▸ **DATA EXCERPTS**

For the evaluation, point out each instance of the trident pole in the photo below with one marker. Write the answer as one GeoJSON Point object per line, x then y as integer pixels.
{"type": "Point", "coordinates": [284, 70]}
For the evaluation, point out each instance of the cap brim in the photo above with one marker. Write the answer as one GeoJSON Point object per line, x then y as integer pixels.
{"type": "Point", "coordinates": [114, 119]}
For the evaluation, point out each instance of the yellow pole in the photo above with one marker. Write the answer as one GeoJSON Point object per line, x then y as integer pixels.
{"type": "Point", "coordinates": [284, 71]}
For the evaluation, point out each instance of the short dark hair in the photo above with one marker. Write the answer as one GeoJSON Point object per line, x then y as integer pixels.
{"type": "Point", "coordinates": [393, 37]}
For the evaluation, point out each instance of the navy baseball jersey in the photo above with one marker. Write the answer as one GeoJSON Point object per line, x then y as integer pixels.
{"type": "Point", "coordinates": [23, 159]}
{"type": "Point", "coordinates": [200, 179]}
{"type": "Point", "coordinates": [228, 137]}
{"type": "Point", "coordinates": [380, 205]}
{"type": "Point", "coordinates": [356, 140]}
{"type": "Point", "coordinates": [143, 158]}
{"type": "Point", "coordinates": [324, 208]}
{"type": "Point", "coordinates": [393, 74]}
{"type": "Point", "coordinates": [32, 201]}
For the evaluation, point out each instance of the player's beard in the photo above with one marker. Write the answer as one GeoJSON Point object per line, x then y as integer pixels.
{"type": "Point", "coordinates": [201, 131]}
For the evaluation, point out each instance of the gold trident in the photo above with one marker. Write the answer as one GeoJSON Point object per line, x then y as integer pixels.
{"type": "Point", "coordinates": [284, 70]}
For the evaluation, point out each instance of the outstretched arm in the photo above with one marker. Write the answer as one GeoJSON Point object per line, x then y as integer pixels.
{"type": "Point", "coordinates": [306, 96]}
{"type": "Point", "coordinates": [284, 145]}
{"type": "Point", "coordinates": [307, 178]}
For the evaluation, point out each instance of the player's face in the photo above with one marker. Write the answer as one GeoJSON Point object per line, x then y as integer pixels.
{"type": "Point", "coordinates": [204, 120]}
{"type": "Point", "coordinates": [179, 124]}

---

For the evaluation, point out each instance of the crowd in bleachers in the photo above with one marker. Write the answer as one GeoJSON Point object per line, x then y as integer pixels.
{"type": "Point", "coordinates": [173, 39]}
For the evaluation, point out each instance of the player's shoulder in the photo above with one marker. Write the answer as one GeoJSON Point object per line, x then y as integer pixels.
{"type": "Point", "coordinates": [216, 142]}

▸ **PROBLEM DETAILS**
Return every line above that contains the string "trident", copying each one in full.

▸ **OUTPUT OF THE TASK**
For the evaluation, point out each instance of the trident pole in the photo below with one marker. Write the answer as one GeoJSON Point object per line, x then y as integer pixels.
For the evaluation, point out each instance of the gold trident in the photo above with one marker. Write the answer as one GeoJSON Point object per line, x then y as integer pixels.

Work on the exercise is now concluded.